━━━━━ Texto mostrado
Tal vez su felicidad consistía en no preguntárselo.”

La primera vez que me enamoré la llamé a mi mamá y le pedí que se sentara conmigo en el sillón verde y espantoso que teníamos en el living. Antes de hablar, me mire la punta de las zapatillas que asomaban apenas por fuera del almohadón. 
- Tengo novio.
Silencio. Las ideas se estaban acomodaban en la cabeza de mi madre.
 - ¿Quién es?
- Se llama Lucas. Pero él todavía no sabe que es mi novio. 
Listo. Ahí está la clave de lo que vendría más adelante. Tenía cinco años y no sabía que con el tiempo la situación no mejoraría.

Desde pequeña tengo voluntad de Susanita: nací para enamorarme, tener hijos y ser una más. Esa es mi profesión señores. El problema es que siempre me gustó ser esa sombra que pasaba rápido, escapando de las miradas de aquellos, los afortunados en los que depositaba mi arrolladora pasión. Soy una acechadora excepcional,  una cobarde.
Hubo un intento, leve esfuerzo, triste tentativa:

Cuando nos presentaron yo tenía 17 y él un año más. Estábamos en la casa de una conocida y me acuerdo que llevaba una campera de cuero espantosa. Lo mire y no me gustó, con el tiempo me empecé a enamorar. Así de fácil es el amor para mí. Era el chico duro, misterioso y sensible, la mezcla exacta para un buen del melodrama latinoamericano, la persona justa para la Susanita que vive en mí. Parecía que había una especie de atracción entre los dos. Pero nunca estuve segura. Cuando me animaba a pensar que el amor era correspondido, mi alter ego bajo de autoestima salía a flote para decirme  “es tu imaginación”.
━━━━━━━━━━
━━━━━ Información proporcionada
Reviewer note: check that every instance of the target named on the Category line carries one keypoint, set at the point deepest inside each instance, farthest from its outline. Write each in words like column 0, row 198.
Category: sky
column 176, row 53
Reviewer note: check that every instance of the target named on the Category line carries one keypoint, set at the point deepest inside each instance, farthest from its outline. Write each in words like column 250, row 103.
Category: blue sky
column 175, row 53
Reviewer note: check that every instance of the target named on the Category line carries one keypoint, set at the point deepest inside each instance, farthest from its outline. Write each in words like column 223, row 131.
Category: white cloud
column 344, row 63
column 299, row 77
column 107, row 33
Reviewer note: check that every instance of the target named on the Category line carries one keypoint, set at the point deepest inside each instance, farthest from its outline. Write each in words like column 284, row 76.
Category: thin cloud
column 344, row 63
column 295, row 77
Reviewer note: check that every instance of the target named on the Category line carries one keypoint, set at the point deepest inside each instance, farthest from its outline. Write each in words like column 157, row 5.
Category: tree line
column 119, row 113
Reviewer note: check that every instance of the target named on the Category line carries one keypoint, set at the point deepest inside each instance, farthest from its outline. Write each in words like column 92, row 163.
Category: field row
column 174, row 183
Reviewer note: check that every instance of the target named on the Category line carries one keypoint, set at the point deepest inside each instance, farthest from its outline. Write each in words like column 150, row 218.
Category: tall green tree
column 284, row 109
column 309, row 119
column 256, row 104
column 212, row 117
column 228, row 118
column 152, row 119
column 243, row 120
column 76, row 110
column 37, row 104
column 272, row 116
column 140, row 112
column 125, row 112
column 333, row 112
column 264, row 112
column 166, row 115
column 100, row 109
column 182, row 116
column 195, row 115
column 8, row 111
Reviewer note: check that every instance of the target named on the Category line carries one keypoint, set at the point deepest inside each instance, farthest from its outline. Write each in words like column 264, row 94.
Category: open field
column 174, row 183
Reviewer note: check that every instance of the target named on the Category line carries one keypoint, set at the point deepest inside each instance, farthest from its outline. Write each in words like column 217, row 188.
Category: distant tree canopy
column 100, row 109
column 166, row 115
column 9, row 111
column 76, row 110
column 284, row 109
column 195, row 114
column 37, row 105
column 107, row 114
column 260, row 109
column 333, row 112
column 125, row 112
━━━━━━━━━━
• _Haz esto_: Escribe la continuación del relato sobre los amores no declarados, empezando justo después de su última oración.

• _Respuesta escrita_:
Un año más tarde nos fuimos con mis amigas de viaje a una playa cercana. Él también fue y ahí me di cuenta: yo le gustaba.  Cuando volvimos al pueblo, era el día de mi cumpleaños, estábamos todos juntos bailando, riéndonos, emborrachándonos. De pronto lo agarré de la mano y lo arrastré lejos. Ahí, después de muchas vueltas le confesé todo. Fue una confesión pobre, carente de verbos, desarticulada.

 - Un día dije ¡oh Gabriel!, Gabriel, ¿Gabriel?
Con la cara tapada, muerta de vergüenza, borracha.  Mágicamente él entendió.
-A mí me pasa lo mismo.

Era la primera vez en mi vida que un amor platónico dejaba de serlo. Entré en pánico. No sabía qué hacer.Gabriel hacía dos meses que estaba de novio. Ella lo hacía sufrir y yo era una posibilidad. Me dijo que le diera tiempo, que necesitaba pensar, decidir. A la semana me dio el sí.
Dos días después se arrepintió. Me mandó un mensaje y me dijo que tenía que hablar conmigo. Había decidido volver con la novia, darle otra oportunidad, pero igualmente estaba confundido, bla, bla, bla. En realidad, casi no lo escuché. Le dije que entendía, que estaba bien, que fuéramos amigos. Un tiempo después me cuestioné seriamente el no haberlo escupido, o haberle deseado la muerte a los gritos. Hasta en las telenovelas las dejadas no reaccionaban diciendo: “está todo bien, te entiendo, no te preocupes”. Claramente estaba haciendo algo mal.
A partir de ese día mi amor por él se hizo más fuerte, yo había nacido para los amores imposibles. Me fui a estudiar a otra ciudad, mil kilómetros, doce horas de colectivo, una eternidad. Todo el mundo lo predijo: allá vas a conocer a alguien, allá te vas a olvidar. Cuatro años lo amé platónicamente, lo lloré, le dediqué insomnios, y bronca. Hasta que un día se terminó. Y entonces, escribí esto.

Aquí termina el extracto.